----- DATASET -----

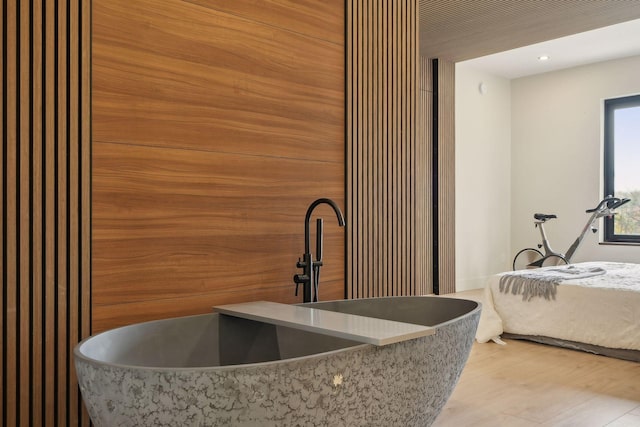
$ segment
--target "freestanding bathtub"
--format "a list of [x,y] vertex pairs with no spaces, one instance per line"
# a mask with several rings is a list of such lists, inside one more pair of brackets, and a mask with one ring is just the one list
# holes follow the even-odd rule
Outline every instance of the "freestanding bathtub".
[[436,327],[382,347],[218,313],[126,326],[75,348],[96,426],[428,426],[480,317],[473,301],[390,297],[307,307]]

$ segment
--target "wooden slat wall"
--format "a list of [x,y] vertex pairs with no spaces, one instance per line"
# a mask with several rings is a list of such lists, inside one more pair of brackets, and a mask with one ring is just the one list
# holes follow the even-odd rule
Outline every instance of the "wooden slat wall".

-----

• [ACTIVITY]:
Check each line above for the word "wall" and copy every line that has it.

• [THE COMPLETED TASK]:
--target "wooden slat wall"
Outline every instance of the "wooden slat wall".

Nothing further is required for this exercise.